[GIVEN TEXT]
Wednesday, September 15, 2010

Distance and Lists in the Editing Process

Teeth and Bones Editing Contest:

~
How to enter: Comment on the Novel Matters blog anytime between Monday, September 6th, and Friday September 17th. At the bottom of your comment type TABEC (short for Teeth and Bones Editing Contest). Only comments with these letters at the bottom will be eligible to win (we understand that not all our readers are interested in this level of editing, but would still want to be free to comment and discuss editing - that's the reason we require interested people to please use the TABEC letters at the bottom of their comments). You many enter as many times as you like over the two weeks. Each comment counts as an entry (but don't forget to type TABEC at the bottom of each comment).
~
Winner: One winner will be announced on Friday, September 17th at 5:00 PM pacific time.
~
The prize: A teeth and bones edit of your first chapter and synopsis by Bonnie Grove. The edit will be on the substantive level (the overall concepts, characters, and themes, etc. of the novel). It will be Bonnie's teeth on the bones of your manuscript.
~
The winner will work one on one with Bonnie Grove via e-mail. The winner will consent to having the first paragraph of the work posted on Novel Matters in a before and after comparison. This means the winner will agree to have the first paragraph of your WIP appear on the blog, first as it was originally written, then in its edited form.
~

Hemingway once said in an interview that he rewrote the ending to A Farewell to Arms 39 times before he was satisfied. Asked what the problem was, he said, "Getting the words right."
~
Editing is all about getting the words right, but it's one of the more difficult aspects of being a writer. Our words mean a lot to us. After all, we put a good deal of thought into our word choices, as well as the meaning that lies behind them. As we write we can carry on our love affair with all those words. But after the writing comes the reality, where we give the most objective look we can to the work itself, free of the emotion that goes into the creation. That's where distance can be our strongest ally. By the time I finished writing Every Good & Perfect Gift I was saturated with the story, and wondered who in their right mind would want to read it. Because, as I wrote the book, instead of starting my writing session close to where I left off, I would read much of what I'd written the day, or week, before, as though I needed a running jump to get back in the story. It was one step forward, five steps back.
~
It's unlikely you'll write a novel without looking back to some degree, but the way I was doing it was overkill. Before I could begin the editing process I needed some distance between myself and the manuscript. I had the luxury of time (code for "not under contract"), so I put it aside and went to work on my next project. Later, when I was ready to revise, I started with a fresh eye.

[RECORDS SUPPLIED]
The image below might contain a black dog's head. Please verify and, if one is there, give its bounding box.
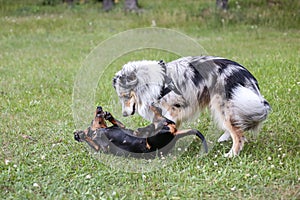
[74,127,109,152]
[74,131,87,142]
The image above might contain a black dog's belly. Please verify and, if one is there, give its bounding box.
[105,126,175,158]
[105,126,147,154]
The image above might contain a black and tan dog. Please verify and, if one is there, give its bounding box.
[74,106,208,159]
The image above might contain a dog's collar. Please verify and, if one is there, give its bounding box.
[157,60,181,100]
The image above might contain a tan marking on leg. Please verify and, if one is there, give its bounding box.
[225,120,244,157]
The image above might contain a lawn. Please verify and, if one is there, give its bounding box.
[0,0,300,199]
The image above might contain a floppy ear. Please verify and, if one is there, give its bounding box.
[118,72,137,87]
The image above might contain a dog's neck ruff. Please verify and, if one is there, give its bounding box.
[157,60,181,101]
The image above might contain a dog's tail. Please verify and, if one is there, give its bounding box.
[232,87,271,131]
[175,129,208,153]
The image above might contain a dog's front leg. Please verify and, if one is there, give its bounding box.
[134,103,168,137]
[104,111,125,128]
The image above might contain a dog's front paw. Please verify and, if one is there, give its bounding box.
[218,131,231,143]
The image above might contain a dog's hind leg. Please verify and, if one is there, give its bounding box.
[225,120,245,157]
[173,129,208,153]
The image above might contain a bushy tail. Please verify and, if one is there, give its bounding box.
[232,87,271,131]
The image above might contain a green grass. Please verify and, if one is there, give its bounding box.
[0,0,300,199]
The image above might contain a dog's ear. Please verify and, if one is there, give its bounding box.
[115,72,137,87]
[126,71,137,85]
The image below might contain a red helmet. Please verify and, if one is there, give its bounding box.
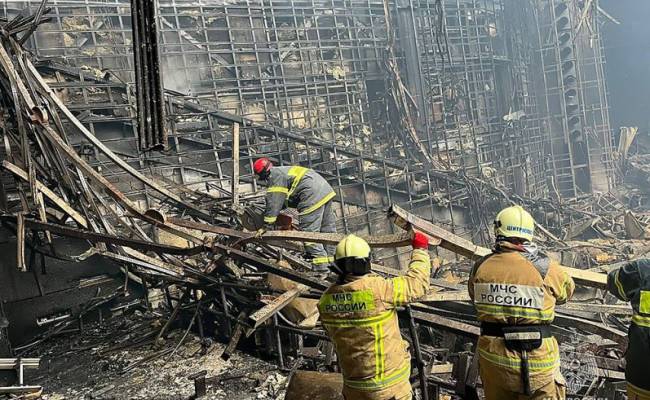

[WORK TO COMPLETE]
(1) List the labels, each followed by a colon, that introduce the sections of the contest rules in the editing blog post.
(2) Carry on the editing blog post from its final sentence, keeping the writer's voice and subject.

[TASK-BY-TASK RESULTS]
(1)
- How to enter
- Winner
- The prize

(2)
~
Sol Stein (Stein on Writing) says, "The biggest difference between a writer and a would-be writer is their attitude toward rewriting. The writer ... looks forward to the opportunity of excising words, sentences, paragraphs, chapters that do not work and to improving those that do." Well, I'd say looks forward to is a stretch, but I do know that editing is a vital part of the process. Jim Scott Bell, in his own inimitable style, says, "Rewriting is what separates the real pros from the wannabes. I don't wannabe a wannabe. I wannabe a pro" (Plot & Structure). And so I pick up my red pen and go to work.
~
Let's assume we've completed our substantive edits--so we're not polishing poop, as Bonnie so eloquently said--and now we're onto more specific edits. This is where we cut and/or replace. Following is a partial list of editing points I follow as I revise:
  • Cut superfluous words, phrases, sentences--things that get in the way of the story. Use a machete.
  • Replace words, phrases, sentences with the right words, phrases, sentences (ala Hemingway).
  • No cliches! And there are way more than you think.
  • Get rid of italics, even for internal dialogue in many cases. Get. Rid. Of. Them.
  • Look for repetitious words and make one of them leave. For good.
  • Passive voice should be gotten rid of.
  • Any word or phrase I trip over is likely a word or phrase my reader will trip over. And that's a lawsuit waiting to happen.
  • Know the rules before you break the rules. Okay, that one's just dumb. But you can look very bad if you break rules by accident. Break rules on purpose and you'll come across like Jodi Picoult. Not that she breaks rules, but wouldn't you like to be compared to her? Well now you can.
  • Eliminate adjectives and adverbs that modify nouns and verbs that aren't doing their jobs--the adj's and adv's are merely crutches. Mark Twain said, "If you find an adjective, kill it!" And if they're on crutches it should be a piece of cake. Really, though, I don't want to get in trouble with the law or anything; just wanna write really good books.
  • Look for "ing" phrases that I all too often begin sentences with (i.e., following my list, I eliminate "ing" phrases because I don't wannabe a wannabe).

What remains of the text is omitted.